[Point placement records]
▬▬▬▬▬▬▬▬▬▬

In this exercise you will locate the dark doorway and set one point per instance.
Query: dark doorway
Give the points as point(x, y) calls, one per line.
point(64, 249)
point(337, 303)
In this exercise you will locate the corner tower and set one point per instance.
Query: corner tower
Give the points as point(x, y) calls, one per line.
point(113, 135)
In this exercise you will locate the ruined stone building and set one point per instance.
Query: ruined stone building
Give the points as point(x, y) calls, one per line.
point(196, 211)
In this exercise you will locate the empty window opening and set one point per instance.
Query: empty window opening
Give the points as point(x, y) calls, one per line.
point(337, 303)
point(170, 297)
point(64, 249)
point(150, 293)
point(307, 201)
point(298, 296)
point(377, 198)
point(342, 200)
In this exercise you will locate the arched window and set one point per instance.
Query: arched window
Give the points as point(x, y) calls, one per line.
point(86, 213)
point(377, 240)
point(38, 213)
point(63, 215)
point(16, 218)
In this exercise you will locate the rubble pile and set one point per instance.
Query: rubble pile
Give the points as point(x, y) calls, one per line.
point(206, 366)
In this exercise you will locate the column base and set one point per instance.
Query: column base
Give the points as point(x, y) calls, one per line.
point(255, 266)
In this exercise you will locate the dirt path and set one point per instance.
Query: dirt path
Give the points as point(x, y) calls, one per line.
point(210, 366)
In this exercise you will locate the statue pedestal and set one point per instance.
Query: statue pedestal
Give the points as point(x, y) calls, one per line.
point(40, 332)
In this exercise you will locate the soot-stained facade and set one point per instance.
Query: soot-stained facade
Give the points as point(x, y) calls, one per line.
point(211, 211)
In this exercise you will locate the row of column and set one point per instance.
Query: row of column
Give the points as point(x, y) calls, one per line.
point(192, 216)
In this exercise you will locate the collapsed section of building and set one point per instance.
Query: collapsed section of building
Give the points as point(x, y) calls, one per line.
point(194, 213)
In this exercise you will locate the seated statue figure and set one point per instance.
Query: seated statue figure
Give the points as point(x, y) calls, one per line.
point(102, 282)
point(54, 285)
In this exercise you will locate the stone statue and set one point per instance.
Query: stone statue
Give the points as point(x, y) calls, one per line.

▬▬▬▬▬▬▬▬▬▬

▸ Objective: Set out the lines above as a numbered list, leaving out any blank lines.

▸ Output below:
1. In this exercise you will locate the dark doorway and set one point per instance.
2. Query: dark doorway
3. Give the points as point(x, y) calls, one per line.
4. point(64, 249)
5. point(337, 303)
6. In this exercise you will locate the corner tower and set one point per instance.
7. Query: corner tower
8. Give the points as point(x, y) calls, one per line.
9. point(113, 135)
10. In this exercise you will locate the ruined stone building and set one point per instance.
11. Query: ruined stone building
12. Give the points as point(x, y) calls, one per line.
13. point(196, 211)
14. In this exercise you will locate the empty window opening and set one point per instance.
15. Query: empty window opening
16. Give the points as point(x, y) calls, one per line.
17. point(337, 303)
18. point(170, 297)
19. point(64, 249)
20. point(150, 293)
21. point(307, 201)
22. point(298, 296)
23. point(377, 198)
24. point(342, 200)
25. In this exercise you will locate the arched window and set one point per instance.
26. Query: arched window
27. Give the points as point(x, y) calls, one per line.
28. point(86, 213)
29. point(377, 240)
30. point(38, 213)
31. point(63, 215)
32. point(16, 218)
33. In this exercise you will locate the rubble pile and set one point per instance.
34. Query: rubble pile
35. Give the points as point(x, y) calls, one per line.
36. point(206, 366)
37. In this exercise you will locate the column base and set one point per instance.
38. Query: column base
39. Give the points as point(x, y) calls, one per line.
40. point(255, 266)
41. In this exercise you will locate the dirt path and set one point per instance.
42. Query: dirt path
43. Give the points as point(x, y) calls, one per line.
44. point(210, 366)
45. In this exercise you will locate the statue pedestal and set one point per instance.
46. Query: statue pedestal
47. Give the points as point(x, y) calls, one per line.
48. point(40, 332)
49. In this exercise you will locate the soot-stained facade and set one point per instance.
50. Query: soot-stained facade
51. Give the points as point(x, y) calls, one per line.
52. point(211, 211)
53. In this exercise you will locate the row of column and set one point per instance.
54. Query: row of column
55. Give the points as point(x, y) calls, one per line.
56. point(192, 216)
57. In this exercise you will locate the collapsed section of building and set one point per instance.
58. Query: collapsed section of building
59. Give the points as point(x, y) calls, one per line.
60. point(194, 213)
61. In this exercise you will locate the seated statue figure and set one point per instance.
62. Query: seated statue figure
63. Give the points as point(x, y) calls, one per line.
64. point(102, 282)
65. point(54, 285)
66. In this exercise you will locate the stone statue and set one point per instance.
67. Query: stone statue
68. Give the points as point(x, y) calls, one per line.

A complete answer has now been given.